** RECORDS **

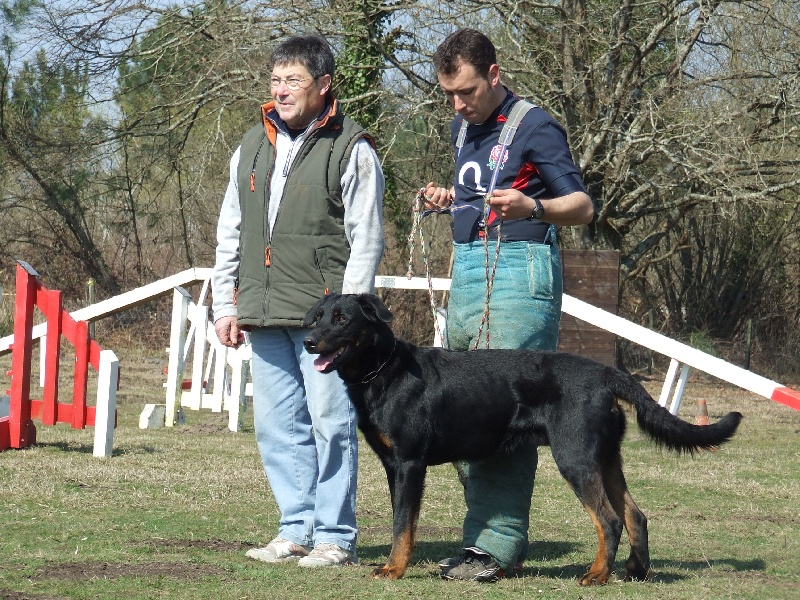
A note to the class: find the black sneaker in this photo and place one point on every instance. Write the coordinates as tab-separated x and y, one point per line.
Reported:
473	565
454	560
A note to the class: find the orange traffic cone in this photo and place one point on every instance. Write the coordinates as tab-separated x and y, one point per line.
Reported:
701	416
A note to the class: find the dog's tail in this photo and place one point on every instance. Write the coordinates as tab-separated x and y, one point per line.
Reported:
665	428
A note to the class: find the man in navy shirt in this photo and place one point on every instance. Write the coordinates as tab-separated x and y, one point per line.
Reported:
531	185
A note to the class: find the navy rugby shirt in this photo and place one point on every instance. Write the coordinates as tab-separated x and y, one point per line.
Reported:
538	163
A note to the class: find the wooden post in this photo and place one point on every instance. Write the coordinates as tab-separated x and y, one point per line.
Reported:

** DIRECTIVE **
Reproduce the records above, substituting "comma-separated" for each occurrence of "tab-separated" and leaving everything else unchanged. Omit the pictures from your answer.

** COMPLETE RESPONSE **
A note to the class: find the black sneaker in this photo and place one point on every instance. Write the coordinates as comma-separated x and y, one point per line.
Reported:
473	565
454	560
A note to the class: find the orange traffic cone in this photo and place one point on every instance. Write the coordinates as comma-separated x and y, one point per line.
Reported:
701	416
A note to the class: find the dog's tail in this photo and place one point on every instance. Write the coordinates as comma-separated x and y, one point per line.
Reported:
665	428
A note to the class: find the man in navy shirt in this photo and place one point on every instance. Write the coordinates as comma-separated x and y, one point per line.
Reported:
531	185
A note to the class: find the navy rugby shirt in this photo and place one point on every instance. Write the coordinates as comma-separated x and y, one point per line.
Reported:
538	163
A note to the class: find the wooden post in this photo and place one point on every instance. Write the coordinates as comma-separated x and y, one point per line.
Reported:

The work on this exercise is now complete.